## What you are asked to do:
Copy out, word for word, the entries below from the line containing "of the transmission" through the last line of the entries, including both ends.
──────────────────────────────
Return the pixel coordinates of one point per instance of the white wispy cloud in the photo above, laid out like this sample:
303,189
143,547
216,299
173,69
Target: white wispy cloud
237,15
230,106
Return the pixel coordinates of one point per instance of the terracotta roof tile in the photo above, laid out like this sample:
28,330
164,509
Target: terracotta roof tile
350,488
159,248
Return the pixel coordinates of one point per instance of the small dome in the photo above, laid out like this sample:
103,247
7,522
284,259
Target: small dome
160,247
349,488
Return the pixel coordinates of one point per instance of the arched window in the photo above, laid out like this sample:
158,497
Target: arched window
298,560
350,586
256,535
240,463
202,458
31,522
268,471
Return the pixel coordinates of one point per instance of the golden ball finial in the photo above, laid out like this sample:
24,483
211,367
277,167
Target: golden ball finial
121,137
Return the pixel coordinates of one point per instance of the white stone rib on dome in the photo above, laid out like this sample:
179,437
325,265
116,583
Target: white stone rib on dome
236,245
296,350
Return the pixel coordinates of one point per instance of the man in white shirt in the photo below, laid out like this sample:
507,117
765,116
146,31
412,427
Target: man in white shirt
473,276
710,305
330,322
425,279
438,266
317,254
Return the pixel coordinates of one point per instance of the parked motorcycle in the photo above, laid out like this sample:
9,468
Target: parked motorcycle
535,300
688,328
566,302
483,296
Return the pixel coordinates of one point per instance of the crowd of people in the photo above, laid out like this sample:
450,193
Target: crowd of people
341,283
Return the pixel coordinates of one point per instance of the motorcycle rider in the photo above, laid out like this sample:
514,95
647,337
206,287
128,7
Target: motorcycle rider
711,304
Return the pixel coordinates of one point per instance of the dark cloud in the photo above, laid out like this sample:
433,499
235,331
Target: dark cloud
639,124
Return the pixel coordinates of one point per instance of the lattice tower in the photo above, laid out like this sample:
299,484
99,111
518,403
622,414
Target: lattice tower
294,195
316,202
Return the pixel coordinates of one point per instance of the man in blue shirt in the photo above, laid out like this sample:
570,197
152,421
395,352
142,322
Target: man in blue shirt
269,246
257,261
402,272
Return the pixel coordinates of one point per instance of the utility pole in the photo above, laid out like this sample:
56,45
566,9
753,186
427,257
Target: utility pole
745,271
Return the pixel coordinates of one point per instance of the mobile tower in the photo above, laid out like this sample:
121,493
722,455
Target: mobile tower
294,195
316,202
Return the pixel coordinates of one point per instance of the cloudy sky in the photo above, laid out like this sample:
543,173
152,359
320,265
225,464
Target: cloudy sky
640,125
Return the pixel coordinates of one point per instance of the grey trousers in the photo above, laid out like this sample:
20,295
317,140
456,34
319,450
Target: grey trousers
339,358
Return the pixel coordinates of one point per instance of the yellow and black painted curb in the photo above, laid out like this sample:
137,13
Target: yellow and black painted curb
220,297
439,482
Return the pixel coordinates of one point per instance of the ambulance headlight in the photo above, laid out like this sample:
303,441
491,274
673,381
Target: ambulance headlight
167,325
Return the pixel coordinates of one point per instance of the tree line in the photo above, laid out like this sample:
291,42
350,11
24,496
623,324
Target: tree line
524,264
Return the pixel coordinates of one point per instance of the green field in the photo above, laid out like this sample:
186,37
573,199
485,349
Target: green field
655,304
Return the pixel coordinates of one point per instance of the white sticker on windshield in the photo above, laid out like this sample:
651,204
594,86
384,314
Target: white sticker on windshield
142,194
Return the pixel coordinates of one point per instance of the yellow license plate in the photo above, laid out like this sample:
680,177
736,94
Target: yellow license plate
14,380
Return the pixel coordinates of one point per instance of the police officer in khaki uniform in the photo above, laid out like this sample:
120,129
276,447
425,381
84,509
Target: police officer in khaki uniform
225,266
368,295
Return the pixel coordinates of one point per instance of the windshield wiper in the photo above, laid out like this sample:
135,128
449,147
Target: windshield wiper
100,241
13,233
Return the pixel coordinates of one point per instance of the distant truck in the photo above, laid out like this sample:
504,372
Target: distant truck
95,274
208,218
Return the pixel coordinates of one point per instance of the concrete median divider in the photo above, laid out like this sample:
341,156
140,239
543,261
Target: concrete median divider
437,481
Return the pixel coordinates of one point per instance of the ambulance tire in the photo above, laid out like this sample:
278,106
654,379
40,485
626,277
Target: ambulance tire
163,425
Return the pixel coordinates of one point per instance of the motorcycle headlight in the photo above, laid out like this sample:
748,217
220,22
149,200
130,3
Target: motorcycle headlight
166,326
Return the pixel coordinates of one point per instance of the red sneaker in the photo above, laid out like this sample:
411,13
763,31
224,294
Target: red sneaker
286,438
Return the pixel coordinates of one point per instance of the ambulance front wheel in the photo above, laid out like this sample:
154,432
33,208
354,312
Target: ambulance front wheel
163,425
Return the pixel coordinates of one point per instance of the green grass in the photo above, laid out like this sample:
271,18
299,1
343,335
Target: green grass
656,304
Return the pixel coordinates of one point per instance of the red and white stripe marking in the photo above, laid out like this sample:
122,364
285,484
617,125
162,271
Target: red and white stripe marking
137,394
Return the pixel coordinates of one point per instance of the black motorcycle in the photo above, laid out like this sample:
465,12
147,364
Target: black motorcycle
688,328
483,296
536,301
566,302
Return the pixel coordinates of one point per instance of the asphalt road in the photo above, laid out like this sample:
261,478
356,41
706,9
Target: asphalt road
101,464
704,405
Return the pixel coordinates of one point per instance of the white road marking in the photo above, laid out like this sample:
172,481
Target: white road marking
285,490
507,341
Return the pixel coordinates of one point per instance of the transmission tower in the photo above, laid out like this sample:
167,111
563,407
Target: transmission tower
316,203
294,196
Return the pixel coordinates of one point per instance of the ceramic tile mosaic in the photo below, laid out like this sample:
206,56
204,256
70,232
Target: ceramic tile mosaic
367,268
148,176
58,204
──────────────────────────────
## Answer for the task:
Return the pixel coordinates of one point per instance of the transmission tower in the photo above, laid out like this sample:
167,111
563,407
Target: transmission tower
316,203
294,196
Return the pixel coordinates of one point per instance of the ceramic tile mosaic in the photo below, laid out like this sample:
206,56
204,256
70,232
Target: ceramic tile mosaic
367,268
148,176
58,204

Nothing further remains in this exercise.